▸ 読解文

味わいの構造 ― 食からワインへ、学びの旅路

Appreciate Life through Wine

食からはじまり、空間を経て、ワインへ。
半年の学びのなかで、「味わう」という行為は、
ただの感覚ではなく、世界の構造を映す鏡となっていった。

一皿の背景にある人や物語、
空間がつくる味わいの重なり、
そして、ワインという言語が教えてくれた“整える力”。

発酵と熟成のあいだで、
知識は静かに感性へと変わり、
学びは人生のリズムそのものになっていく。

これは、一人の探求者が「味わうこと」を通して見つめた、
世界と自分のあいだの物語。

味わうことが、人生を変える


食べることは、生きることである。
“味わうこと”は、生き方を変える。

味わうことは、生きるために“必要ではない”からこそ、生きることを豊かにする。

この三年間、私は「食」という日常的な行為のなかに、
世界の構造や人とのつながり、そして自分の在り方を見つめてきた。

2023年、グルメ会を通じて出会った人たちは、
単に料理を楽しむのではなく、
経営やプロデュース、発信の視点で“食の世界”を再構築していた。

▸ 保存データ
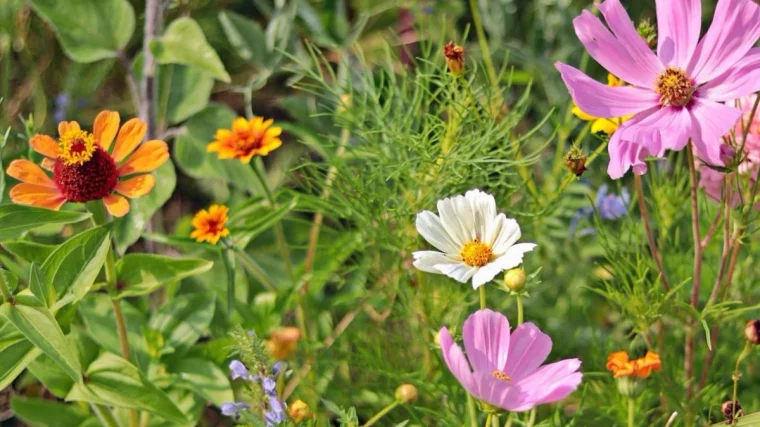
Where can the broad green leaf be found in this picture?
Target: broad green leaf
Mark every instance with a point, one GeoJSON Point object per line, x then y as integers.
{"type": "Point", "coordinates": [129, 229]}
{"type": "Point", "coordinates": [183, 43]}
{"type": "Point", "coordinates": [29, 251]}
{"type": "Point", "coordinates": [48, 413]}
{"type": "Point", "coordinates": [190, 150]}
{"type": "Point", "coordinates": [89, 30]}
{"type": "Point", "coordinates": [75, 264]}
{"type": "Point", "coordinates": [202, 377]}
{"type": "Point", "coordinates": [140, 274]}
{"type": "Point", "coordinates": [17, 219]}
{"type": "Point", "coordinates": [114, 381]}
{"type": "Point", "coordinates": [39, 326]}
{"type": "Point", "coordinates": [184, 319]}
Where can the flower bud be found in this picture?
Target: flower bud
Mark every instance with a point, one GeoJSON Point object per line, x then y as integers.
{"type": "Point", "coordinates": [283, 342]}
{"type": "Point", "coordinates": [514, 279]}
{"type": "Point", "coordinates": [299, 411]}
{"type": "Point", "coordinates": [752, 331]}
{"type": "Point", "coordinates": [406, 393]}
{"type": "Point", "coordinates": [454, 58]}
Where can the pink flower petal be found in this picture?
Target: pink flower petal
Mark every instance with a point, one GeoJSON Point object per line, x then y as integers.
{"type": "Point", "coordinates": [738, 81]}
{"type": "Point", "coordinates": [455, 359]}
{"type": "Point", "coordinates": [486, 339]}
{"type": "Point", "coordinates": [622, 26]}
{"type": "Point", "coordinates": [735, 29]}
{"type": "Point", "coordinates": [600, 100]}
{"type": "Point", "coordinates": [528, 349]}
{"type": "Point", "coordinates": [711, 121]}
{"type": "Point", "coordinates": [602, 45]}
{"type": "Point", "coordinates": [678, 26]}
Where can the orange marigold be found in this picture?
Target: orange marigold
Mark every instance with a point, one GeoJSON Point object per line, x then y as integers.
{"type": "Point", "coordinates": [246, 139]}
{"type": "Point", "coordinates": [619, 364]}
{"type": "Point", "coordinates": [85, 168]}
{"type": "Point", "coordinates": [210, 225]}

▸ 取り組む課題
食とワインを通して「味わうこと」を見つめた文章を、最後の「再構築していた。」の次から書き継ぎなさい。

▸ 結果
食を“ビジネス”としてではなく、価値の交換として見つめること。
そこに私は、社会や人の動きが凝縮された一枚の皿を感じた。

2024年、Zaimokuza Namiとの出会いによって、
食の体験はさらなる“空間と人の共鳴”へと拡張していった。
一皿の物語、生産者と料理人、そして食べ手。
その交わりの中で、味わいは単なる味覚を超え、
時間と関係の芸術へと変わっていった。

そして2025年、ワインという新しい言語に出会う。
もちろん、ワインという単語は知っていた。

それが、単なる飲み物ではなく、
一つの言語、一つの思考体系として立ち上がっていった。

その世界では、知識と感性、記憶と直感が複雑に絡み合い、
「味わうこと」がまるで思考のように展開していく。

縁と勢いに導かれて受けた試験という枠組みの中で、
私は“味わうこと”の裏にある、構造の美しさを見た。

食という入口 ― 価値の交換としての一皿


2023年、グルメの場で出会った人々を通して、
「食」が人と世界をつなぐ“価値の交換”であることに気づく。
一皿の背景には、人と物語、そして小さな循環の気配が息づいていた。

思い返せば、食への興味はずっと前からあった。
小学生の頃に夢中で読んでいた料理漫画、
出張先で偶然入った店の味、
どれも心に残っている。

ただ、当時のそれは“点”のような体験だった。
一つひとつの味は鮮明でも、
まだ世界や人とのつながりの中で捉えることはなかった。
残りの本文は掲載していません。